YOUR INSTRUCTIONS
Reproduce the listing word for word, leaving every picture behind.
▼▼▼
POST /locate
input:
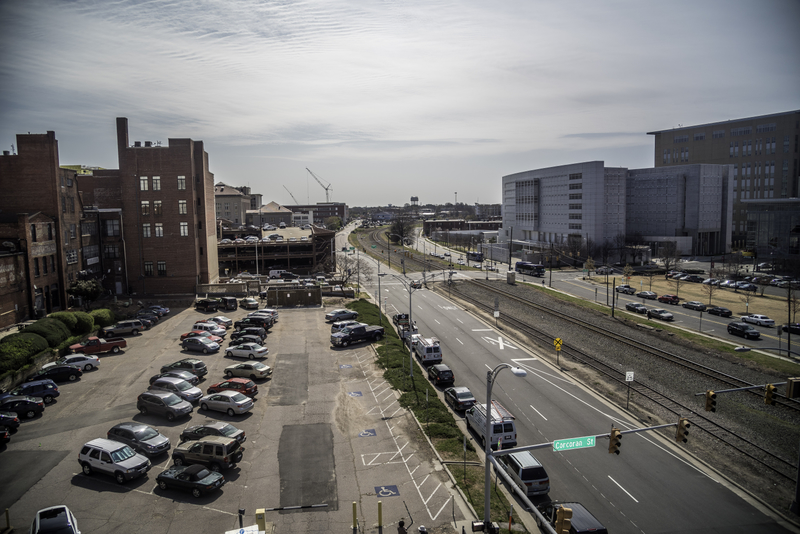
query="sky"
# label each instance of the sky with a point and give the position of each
(385, 100)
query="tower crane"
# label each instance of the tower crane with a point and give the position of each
(327, 188)
(291, 195)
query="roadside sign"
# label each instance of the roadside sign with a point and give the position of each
(573, 443)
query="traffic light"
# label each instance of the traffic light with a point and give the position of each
(614, 441)
(563, 520)
(769, 395)
(711, 401)
(682, 433)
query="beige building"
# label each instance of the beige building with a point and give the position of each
(763, 152)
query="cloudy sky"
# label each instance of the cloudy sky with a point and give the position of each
(395, 98)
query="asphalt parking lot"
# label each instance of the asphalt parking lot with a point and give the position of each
(325, 430)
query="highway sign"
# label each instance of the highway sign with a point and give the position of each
(573, 443)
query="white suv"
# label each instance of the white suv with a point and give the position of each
(112, 458)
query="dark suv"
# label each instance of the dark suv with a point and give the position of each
(744, 330)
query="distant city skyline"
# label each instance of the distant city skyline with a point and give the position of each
(386, 101)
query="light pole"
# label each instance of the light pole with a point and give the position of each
(487, 446)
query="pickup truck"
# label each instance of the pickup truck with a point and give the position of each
(356, 334)
(95, 345)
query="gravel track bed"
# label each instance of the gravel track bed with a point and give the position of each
(774, 429)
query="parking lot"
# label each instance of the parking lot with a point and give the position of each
(325, 430)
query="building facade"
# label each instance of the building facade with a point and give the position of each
(763, 151)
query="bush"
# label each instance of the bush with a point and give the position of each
(68, 318)
(53, 330)
(84, 323)
(103, 317)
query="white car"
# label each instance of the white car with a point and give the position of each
(760, 320)
(247, 350)
(230, 402)
(251, 370)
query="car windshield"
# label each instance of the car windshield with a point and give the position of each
(146, 433)
(120, 455)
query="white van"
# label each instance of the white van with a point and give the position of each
(427, 349)
(503, 428)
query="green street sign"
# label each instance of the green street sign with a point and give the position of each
(573, 443)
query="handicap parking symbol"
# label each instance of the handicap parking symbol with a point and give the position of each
(387, 491)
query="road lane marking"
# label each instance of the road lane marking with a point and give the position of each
(623, 489)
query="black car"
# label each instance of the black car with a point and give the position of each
(22, 406)
(57, 373)
(719, 310)
(177, 373)
(194, 478)
(213, 428)
(744, 330)
(441, 375)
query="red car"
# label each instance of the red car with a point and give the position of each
(242, 385)
(201, 333)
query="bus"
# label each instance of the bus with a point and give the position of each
(526, 267)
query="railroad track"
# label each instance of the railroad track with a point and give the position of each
(781, 466)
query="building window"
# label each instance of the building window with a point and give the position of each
(112, 228)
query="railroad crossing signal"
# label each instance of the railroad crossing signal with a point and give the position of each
(769, 394)
(711, 401)
(614, 441)
(563, 520)
(682, 433)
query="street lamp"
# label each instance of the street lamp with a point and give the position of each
(487, 447)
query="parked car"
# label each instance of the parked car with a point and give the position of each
(142, 438)
(242, 385)
(57, 373)
(637, 307)
(662, 314)
(54, 520)
(694, 305)
(251, 370)
(230, 402)
(744, 330)
(669, 299)
(196, 479)
(459, 397)
(760, 320)
(718, 310)
(213, 428)
(163, 403)
(247, 350)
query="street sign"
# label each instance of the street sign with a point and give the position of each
(573, 443)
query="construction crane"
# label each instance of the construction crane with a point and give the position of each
(327, 188)
(291, 195)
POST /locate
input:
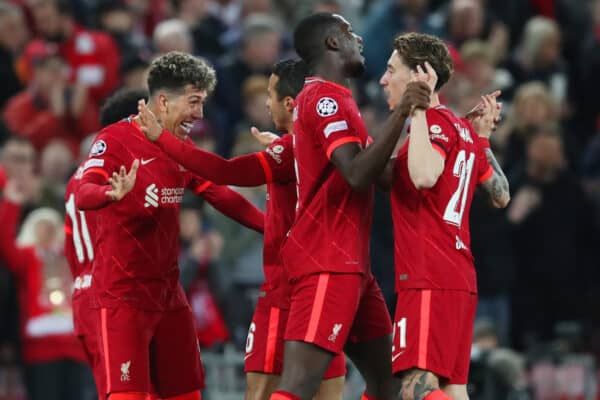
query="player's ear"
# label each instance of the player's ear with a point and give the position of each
(162, 102)
(332, 43)
(288, 103)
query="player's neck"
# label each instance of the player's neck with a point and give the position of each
(331, 72)
(435, 100)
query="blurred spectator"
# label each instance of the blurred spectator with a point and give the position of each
(56, 166)
(92, 57)
(495, 262)
(51, 107)
(468, 19)
(533, 106)
(554, 238)
(54, 360)
(199, 249)
(17, 159)
(381, 26)
(117, 19)
(495, 373)
(13, 37)
(207, 29)
(260, 49)
(254, 98)
(172, 35)
(538, 58)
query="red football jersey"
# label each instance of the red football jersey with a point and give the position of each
(80, 230)
(431, 226)
(333, 222)
(278, 163)
(137, 238)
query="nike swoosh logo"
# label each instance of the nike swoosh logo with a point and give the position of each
(148, 161)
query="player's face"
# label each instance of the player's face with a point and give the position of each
(180, 112)
(279, 110)
(394, 80)
(351, 49)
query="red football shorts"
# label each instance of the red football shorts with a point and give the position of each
(328, 309)
(264, 346)
(145, 351)
(433, 331)
(85, 321)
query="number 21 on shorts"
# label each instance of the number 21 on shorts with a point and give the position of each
(400, 343)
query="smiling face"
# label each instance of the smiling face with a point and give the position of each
(394, 80)
(179, 111)
(350, 48)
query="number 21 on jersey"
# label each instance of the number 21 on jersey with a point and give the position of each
(463, 168)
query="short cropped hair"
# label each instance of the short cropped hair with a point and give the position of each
(310, 36)
(174, 70)
(291, 74)
(416, 48)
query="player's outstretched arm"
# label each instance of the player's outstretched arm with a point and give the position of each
(240, 171)
(235, 206)
(95, 193)
(425, 164)
(496, 186)
(361, 168)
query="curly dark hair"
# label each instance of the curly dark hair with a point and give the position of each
(174, 70)
(120, 105)
(416, 48)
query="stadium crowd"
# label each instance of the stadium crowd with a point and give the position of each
(537, 332)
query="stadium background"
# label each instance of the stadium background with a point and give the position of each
(537, 335)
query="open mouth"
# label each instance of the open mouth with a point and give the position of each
(186, 126)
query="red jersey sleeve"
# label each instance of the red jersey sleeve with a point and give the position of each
(106, 156)
(246, 170)
(332, 121)
(229, 203)
(442, 134)
(485, 170)
(277, 160)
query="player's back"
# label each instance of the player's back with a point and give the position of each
(80, 230)
(279, 215)
(137, 237)
(431, 226)
(333, 222)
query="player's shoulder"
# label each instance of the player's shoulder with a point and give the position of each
(285, 140)
(114, 134)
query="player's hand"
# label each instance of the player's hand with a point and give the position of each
(265, 138)
(123, 182)
(148, 122)
(425, 74)
(416, 96)
(485, 119)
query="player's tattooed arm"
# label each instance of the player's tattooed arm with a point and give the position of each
(497, 185)
(417, 384)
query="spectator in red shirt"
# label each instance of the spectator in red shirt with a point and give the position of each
(51, 107)
(93, 57)
(53, 358)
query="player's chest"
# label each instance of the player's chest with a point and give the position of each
(160, 181)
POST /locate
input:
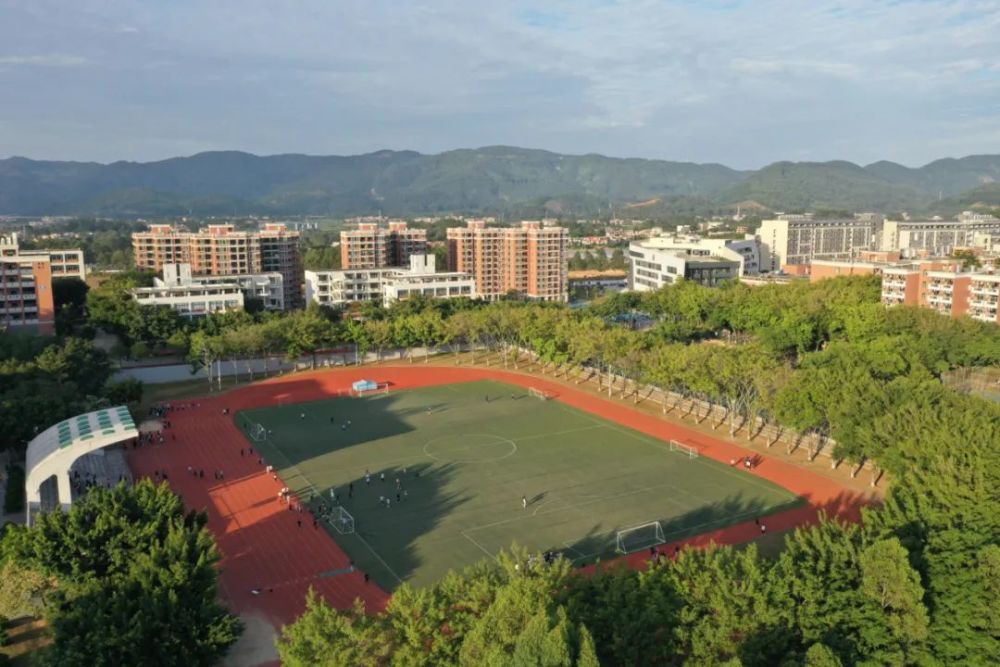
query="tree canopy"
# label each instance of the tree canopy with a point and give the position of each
(136, 580)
▲▲▲
EXERCISE RESPONSE
POST /locate
input:
query="sky"
# label each instance of the sky with a point and give the position of each
(385, 100)
query="tower crane"
# label each instance of the tower crane with a point and give the position of each
(327, 188)
(291, 195)
query="roadside sign"
# label each instance of the roadside sign with a point and give the position of each
(573, 443)
query="traffic light"
# label each instance of the traffic light with a point and give the position of each
(614, 441)
(563, 520)
(769, 395)
(711, 401)
(682, 433)
query="beige building"
# label each instance of the beige building with a point and give the position of each
(763, 152)
query="cloudy sky"
# label each instance of the cloudy sky with a point and give the position of each
(395, 98)
query="asphalt parking lot"
# label each instance of the asphalt parking lot with a point and give the position of each
(325, 430)
query="highway sign"
# label each instance of the highway sign with a point and give the position of each
(573, 443)
query="white suv"
# label each instance of the white suv with a point and give the position of each
(112, 458)
query="dark suv"
# label each instance of the dark suv with a point and give the position of each
(744, 330)
query="distant city skyline"
# label each instance of the distant city skyline with a point and give the position of each
(386, 101)
query="light pole"
# label each instance of the light pole with a point and give the position of each
(487, 446)
query="pickup truck"
# label each instance of the pickup truck with a point and give the position of each
(356, 334)
(95, 345)
query="gravel track bed"
# label each instance of the gravel track bed with a point and give the position of each
(774, 429)
query="parking lot"
# label each instance of the parking lot with a point and give the position of each
(325, 430)
query="building facade"
# label each instance of the building facade with a point and give the position of each
(763, 151)
query="bush"
# label each instance of the bush with a point and give the position of each
(68, 318)
(53, 330)
(84, 323)
(103, 317)
query="white car"
# label each instance of the white car with a point and give the position of each
(760, 320)
(247, 350)
(230, 402)
(251, 370)
query="car windshield"
# label each instance of the car windshield with a point and give the position of each
(146, 433)
(120, 455)
query="white van"
# label each instance of the white van with a point and give the position of each
(427, 349)
(503, 428)
query="green street sign"
# label each instance of the green street sign with a point and give the position of each
(573, 443)
query="handicap parking symbol"
# label each instance of the handicap parking symbol with a point and give the position of each
(387, 491)
query="road lane marking"
# label each instance of the road lane marking with a point and give the position of each
(623, 489)
query="black car"
# label each instance of the black car with a point and give the position of each
(22, 406)
(57, 373)
(719, 310)
(177, 373)
(194, 478)
(213, 428)
(744, 330)
(441, 375)
query="red car"
# label each instance of the red car with a point and give the position of each
(242, 385)
(201, 333)
query="bus"
# label each instance of the bus with a point and give the position of each
(526, 267)
query="railroad track"
# label each instance of the railroad track with a point and give the position of each
(781, 466)
query="building window"
# label each instance of the building window with a point and give the position of each
(112, 228)
query="railroad crossing signal"
# label each instance of the railroad crossing signal with a point and give the position of each
(769, 394)
(711, 401)
(614, 441)
(563, 520)
(682, 433)
query="street lamp"
# label each instance of the street lamp with a point and give the position of each
(487, 447)
query="parked car"
# label each instance of the parked car with a point and give the position of each
(142, 438)
(242, 385)
(57, 373)
(637, 307)
(662, 314)
(54, 520)
(694, 305)
(251, 370)
(230, 402)
(744, 330)
(669, 299)
(196, 479)
(459, 397)
(760, 320)
(718, 310)
(213, 428)
(163, 403)
(247, 350)
query="street sign"
# label each instance of the street sign with a point and give the position of each
(573, 443)
query="construction crane"
# label each instance of the construction crane with a point and give the position of each
(327, 188)
(291, 195)
POST /locate
input:
query="player's ear"
# label each instance of the player's ear with a point and give the position of each
(162, 102)
(332, 43)
(288, 103)
query="player's neck"
# label each instance of the player's neck with a point and give the position of each
(331, 72)
(435, 100)
query="blurred spectator"
# label each instance of the blurred spectator with a point and give the position of each
(56, 166)
(92, 57)
(495, 262)
(51, 107)
(468, 19)
(533, 106)
(554, 238)
(54, 360)
(199, 249)
(17, 159)
(381, 26)
(117, 19)
(495, 373)
(13, 37)
(207, 29)
(260, 49)
(254, 98)
(172, 35)
(538, 58)
query="red football jersey"
# label each instance of the red football jersey with a point and give the position of each
(80, 230)
(431, 226)
(333, 222)
(278, 163)
(137, 238)
query="nike swoosh logo"
# label each instance of the nike swoosh logo with a point and give the position of each
(148, 161)
query="player's face"
# label each instance of the player's face with a point and give the position of each
(180, 112)
(279, 110)
(394, 80)
(351, 49)
query="red football shorts"
# label each instance of the red football shorts with a point and give the position of each
(328, 309)
(264, 346)
(145, 351)
(433, 331)
(85, 321)
query="number 21 on shorts"
# label each instance of the number 21 on shorts with a point and give the position of each
(400, 343)
query="smiling face"
# label each instance of the smiling face with a point and give the position of each
(394, 80)
(179, 111)
(350, 48)
query="number 21 on jersey"
# label each instance of the number 21 on jersey with a point and give the position of each
(463, 168)
query="short cropped hair"
# label each instance of the short cropped hair with a point and give the position of each
(310, 36)
(174, 70)
(291, 74)
(416, 48)
query="player's outstretched arm"
# label each instance of the player's outstretched arm with a point and give the position of each
(240, 171)
(235, 206)
(95, 193)
(425, 164)
(496, 186)
(361, 168)
query="curly dark hair"
# label each instance of the curly dark hair with a point and give the position of each
(174, 70)
(120, 105)
(416, 48)
query="stadium crowd"
# label each instance of the stadium crowd with a point and give the position of each
(537, 332)
query="stadium background"
# label each instance of the stadium background with a point and give the position of each
(537, 335)
query="open mouth"
# label each instance of the open mouth with a point and give the position of each
(186, 126)
query="red jersey sleeve"
# label each instance of the red jersey sleeve with a point and give the position of each
(106, 156)
(246, 170)
(332, 121)
(229, 203)
(442, 134)
(485, 170)
(277, 160)
query="player's back"
# label each instance of the player's back with a point and give the position of each
(80, 230)
(279, 215)
(137, 237)
(431, 226)
(333, 222)
query="player's shoulder"
# label each instance of the player's shoulder with a point and give the position of each
(285, 140)
(114, 134)
query="player's hand"
# label each instance of the player's hand with a point and give the position of each
(265, 138)
(123, 182)
(148, 122)
(425, 74)
(416, 96)
(485, 119)
query="player's tattooed arm"
# label each instance of the player's tattooed arm with a point and give the position of each
(497, 185)
(417, 384)
query="spectator in red shirt"
# label each instance of the spectator in red shirt with a point and give the position of each
(51, 107)
(93, 57)
(53, 358)
query="player's chest"
# label each instance of the player's chest with a point and give the position of each
(160, 181)
POST /locate
input:
query="tree canopy"
# label each instance of the tree canopy with a point and give the position of each
(136, 580)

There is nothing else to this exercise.